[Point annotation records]
============

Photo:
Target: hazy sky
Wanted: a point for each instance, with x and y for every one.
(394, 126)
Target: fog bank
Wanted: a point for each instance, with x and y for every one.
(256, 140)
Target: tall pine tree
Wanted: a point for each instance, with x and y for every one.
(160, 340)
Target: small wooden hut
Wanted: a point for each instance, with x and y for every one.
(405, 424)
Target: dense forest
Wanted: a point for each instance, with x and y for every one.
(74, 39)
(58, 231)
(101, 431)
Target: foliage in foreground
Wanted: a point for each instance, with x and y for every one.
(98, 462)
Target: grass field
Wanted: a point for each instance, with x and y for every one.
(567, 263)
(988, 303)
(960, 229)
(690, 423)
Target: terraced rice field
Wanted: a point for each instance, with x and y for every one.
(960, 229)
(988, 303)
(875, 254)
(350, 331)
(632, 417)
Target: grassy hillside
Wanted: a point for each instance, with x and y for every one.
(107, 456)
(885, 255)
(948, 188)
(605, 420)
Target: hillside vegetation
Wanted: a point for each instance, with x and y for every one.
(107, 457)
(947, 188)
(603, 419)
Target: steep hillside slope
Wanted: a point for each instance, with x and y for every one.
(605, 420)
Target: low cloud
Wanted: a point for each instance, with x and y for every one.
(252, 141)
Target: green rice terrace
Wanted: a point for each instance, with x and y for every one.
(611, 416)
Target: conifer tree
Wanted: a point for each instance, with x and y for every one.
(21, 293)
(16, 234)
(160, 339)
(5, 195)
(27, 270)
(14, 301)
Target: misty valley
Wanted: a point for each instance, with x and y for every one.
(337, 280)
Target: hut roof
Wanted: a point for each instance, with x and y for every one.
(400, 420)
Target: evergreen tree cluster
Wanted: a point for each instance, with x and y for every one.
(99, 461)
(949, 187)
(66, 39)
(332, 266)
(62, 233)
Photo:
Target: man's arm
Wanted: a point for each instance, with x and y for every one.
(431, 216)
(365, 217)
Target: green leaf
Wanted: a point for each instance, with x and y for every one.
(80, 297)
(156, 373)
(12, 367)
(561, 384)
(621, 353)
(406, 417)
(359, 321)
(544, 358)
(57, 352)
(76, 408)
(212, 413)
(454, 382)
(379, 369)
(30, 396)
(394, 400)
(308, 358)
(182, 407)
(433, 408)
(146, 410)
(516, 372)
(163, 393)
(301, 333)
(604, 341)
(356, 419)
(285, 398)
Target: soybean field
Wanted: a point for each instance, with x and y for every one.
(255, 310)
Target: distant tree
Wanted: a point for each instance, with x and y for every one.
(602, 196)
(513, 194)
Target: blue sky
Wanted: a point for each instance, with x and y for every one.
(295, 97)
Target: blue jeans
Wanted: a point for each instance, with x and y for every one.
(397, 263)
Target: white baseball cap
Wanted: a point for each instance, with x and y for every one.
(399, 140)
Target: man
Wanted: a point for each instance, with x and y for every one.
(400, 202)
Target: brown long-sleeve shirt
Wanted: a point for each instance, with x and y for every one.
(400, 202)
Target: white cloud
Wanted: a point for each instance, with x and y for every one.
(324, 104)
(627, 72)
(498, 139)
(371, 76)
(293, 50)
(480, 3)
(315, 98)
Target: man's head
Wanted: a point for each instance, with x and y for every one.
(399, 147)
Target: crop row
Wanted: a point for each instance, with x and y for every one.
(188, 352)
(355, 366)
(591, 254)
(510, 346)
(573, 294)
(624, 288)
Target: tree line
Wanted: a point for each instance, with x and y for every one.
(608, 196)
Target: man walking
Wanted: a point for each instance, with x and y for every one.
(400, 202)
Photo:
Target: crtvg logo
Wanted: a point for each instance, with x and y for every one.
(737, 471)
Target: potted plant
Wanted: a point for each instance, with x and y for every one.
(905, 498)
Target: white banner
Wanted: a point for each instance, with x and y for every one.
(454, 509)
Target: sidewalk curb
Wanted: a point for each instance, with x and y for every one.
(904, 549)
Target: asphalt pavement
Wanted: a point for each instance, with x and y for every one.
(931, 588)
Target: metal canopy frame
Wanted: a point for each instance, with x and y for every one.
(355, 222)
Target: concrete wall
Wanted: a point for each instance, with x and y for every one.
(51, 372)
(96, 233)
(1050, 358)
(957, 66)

============

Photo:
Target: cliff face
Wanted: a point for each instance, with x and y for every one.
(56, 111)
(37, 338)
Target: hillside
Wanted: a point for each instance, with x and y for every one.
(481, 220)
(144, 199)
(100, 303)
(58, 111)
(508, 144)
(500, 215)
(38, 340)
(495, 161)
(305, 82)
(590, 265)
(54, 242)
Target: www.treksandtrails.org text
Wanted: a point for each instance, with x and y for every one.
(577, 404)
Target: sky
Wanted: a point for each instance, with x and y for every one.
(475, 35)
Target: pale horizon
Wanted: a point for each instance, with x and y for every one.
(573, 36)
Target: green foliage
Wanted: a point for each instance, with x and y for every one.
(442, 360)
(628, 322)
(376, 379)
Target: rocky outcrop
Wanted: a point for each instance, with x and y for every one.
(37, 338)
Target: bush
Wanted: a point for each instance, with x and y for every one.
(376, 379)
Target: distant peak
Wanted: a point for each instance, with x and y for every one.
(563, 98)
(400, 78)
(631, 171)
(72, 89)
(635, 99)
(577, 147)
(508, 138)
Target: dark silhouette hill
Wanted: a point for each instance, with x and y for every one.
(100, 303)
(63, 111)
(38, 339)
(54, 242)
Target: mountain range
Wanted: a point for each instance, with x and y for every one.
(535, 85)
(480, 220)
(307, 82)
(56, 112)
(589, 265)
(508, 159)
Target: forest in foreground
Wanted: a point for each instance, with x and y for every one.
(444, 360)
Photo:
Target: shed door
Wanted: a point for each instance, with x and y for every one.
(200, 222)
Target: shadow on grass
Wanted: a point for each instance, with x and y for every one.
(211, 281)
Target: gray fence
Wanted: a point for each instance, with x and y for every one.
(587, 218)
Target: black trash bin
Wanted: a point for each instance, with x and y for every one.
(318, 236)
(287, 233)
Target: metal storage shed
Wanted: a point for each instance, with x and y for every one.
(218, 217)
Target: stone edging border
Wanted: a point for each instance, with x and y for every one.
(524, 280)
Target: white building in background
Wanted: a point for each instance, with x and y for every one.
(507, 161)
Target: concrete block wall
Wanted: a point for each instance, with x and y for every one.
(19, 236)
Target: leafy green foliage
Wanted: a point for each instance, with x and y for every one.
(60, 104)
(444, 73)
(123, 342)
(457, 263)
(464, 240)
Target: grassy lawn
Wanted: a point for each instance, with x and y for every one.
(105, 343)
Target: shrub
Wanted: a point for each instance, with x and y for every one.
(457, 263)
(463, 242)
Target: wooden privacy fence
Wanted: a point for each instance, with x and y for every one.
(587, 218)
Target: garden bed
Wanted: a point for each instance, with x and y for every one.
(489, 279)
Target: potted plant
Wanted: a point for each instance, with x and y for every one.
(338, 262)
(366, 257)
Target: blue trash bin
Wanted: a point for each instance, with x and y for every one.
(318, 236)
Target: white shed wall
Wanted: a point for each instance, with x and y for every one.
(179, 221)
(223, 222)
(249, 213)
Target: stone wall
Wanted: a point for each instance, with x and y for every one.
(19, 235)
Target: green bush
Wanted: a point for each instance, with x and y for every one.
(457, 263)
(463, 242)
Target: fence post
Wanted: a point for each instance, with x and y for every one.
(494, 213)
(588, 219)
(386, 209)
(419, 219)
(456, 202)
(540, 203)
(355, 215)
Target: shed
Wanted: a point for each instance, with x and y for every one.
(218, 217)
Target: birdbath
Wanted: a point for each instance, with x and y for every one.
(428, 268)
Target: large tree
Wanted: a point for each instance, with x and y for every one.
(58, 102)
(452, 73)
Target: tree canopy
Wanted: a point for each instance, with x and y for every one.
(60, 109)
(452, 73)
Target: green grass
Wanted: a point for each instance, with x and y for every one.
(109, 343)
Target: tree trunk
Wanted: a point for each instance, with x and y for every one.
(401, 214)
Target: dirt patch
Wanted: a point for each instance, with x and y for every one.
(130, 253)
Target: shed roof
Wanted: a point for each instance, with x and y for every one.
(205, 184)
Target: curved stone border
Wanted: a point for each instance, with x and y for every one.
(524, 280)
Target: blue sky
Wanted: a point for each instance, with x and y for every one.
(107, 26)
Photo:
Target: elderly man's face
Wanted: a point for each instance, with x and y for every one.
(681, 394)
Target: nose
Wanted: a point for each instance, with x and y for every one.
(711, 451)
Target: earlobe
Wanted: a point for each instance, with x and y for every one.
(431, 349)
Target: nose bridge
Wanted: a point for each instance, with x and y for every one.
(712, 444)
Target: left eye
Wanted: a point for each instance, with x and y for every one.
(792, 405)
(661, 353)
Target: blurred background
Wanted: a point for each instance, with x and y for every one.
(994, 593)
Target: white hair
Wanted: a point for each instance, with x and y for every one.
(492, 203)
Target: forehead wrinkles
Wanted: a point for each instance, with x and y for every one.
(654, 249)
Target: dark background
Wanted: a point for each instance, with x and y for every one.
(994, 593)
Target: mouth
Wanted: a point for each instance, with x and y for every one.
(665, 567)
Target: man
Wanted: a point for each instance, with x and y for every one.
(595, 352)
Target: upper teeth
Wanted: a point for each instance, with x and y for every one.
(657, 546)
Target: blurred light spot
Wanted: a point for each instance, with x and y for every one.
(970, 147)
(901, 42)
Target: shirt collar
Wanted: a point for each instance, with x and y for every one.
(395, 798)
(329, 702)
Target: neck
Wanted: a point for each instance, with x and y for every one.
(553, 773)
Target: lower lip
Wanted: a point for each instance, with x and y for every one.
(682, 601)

============

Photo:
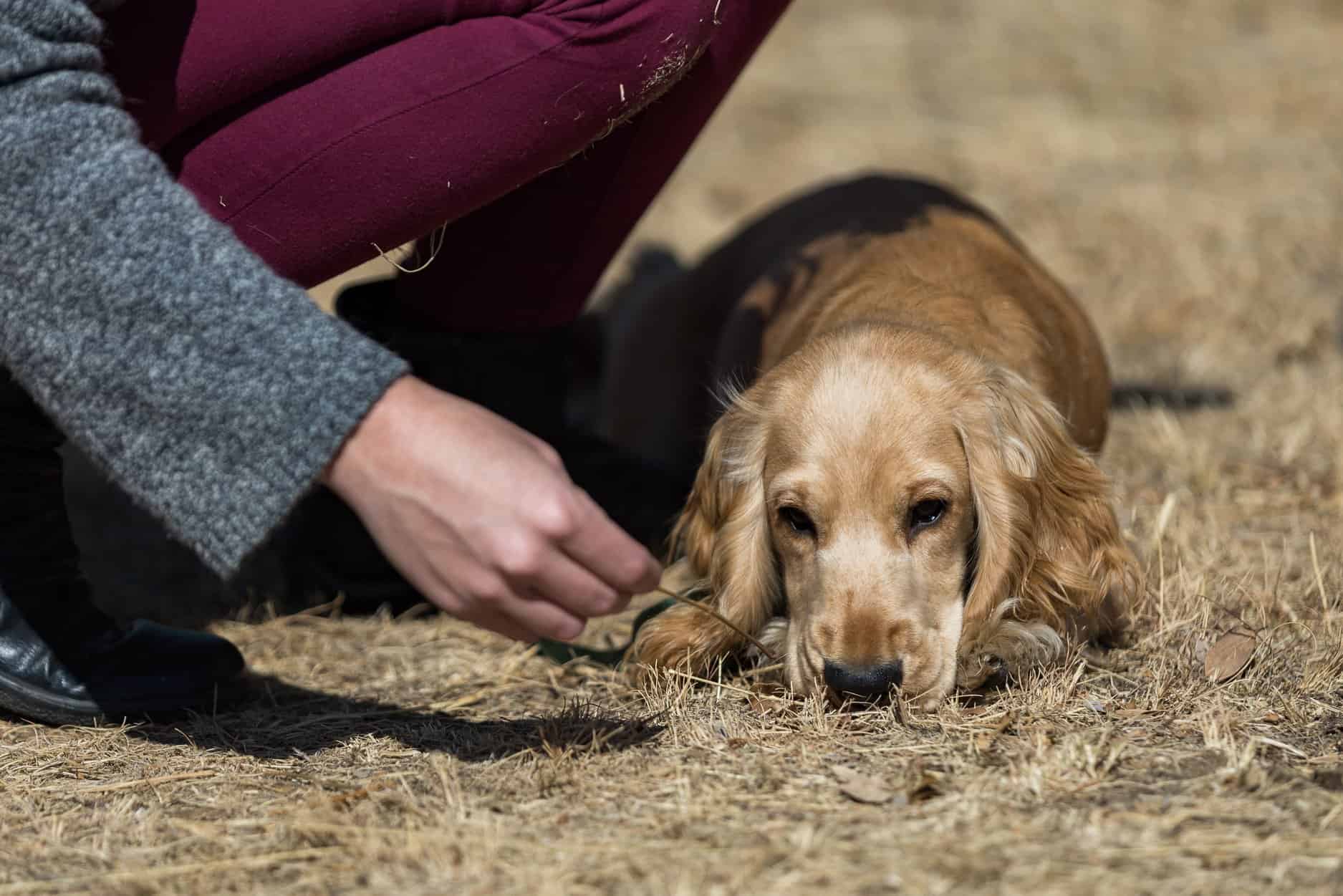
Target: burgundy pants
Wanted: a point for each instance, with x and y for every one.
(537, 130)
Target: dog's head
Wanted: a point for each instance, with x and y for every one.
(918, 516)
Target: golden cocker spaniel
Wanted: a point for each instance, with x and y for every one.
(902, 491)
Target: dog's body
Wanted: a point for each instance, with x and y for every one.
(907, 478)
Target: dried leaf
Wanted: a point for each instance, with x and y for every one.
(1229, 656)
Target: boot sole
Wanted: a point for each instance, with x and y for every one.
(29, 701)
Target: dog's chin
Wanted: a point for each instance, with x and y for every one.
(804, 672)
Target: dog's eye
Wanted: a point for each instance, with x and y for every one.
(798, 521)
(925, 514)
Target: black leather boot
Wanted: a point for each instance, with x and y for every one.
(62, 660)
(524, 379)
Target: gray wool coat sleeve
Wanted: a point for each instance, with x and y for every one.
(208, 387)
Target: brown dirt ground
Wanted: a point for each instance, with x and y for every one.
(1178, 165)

============

### Task
Identify every line above that contains the word "shed", treating case as significant, and copy each of those lines.

### The reply
Target: shed door
Target: metal storage shed
Target: white shed wall
Target: shed
Target: shed roof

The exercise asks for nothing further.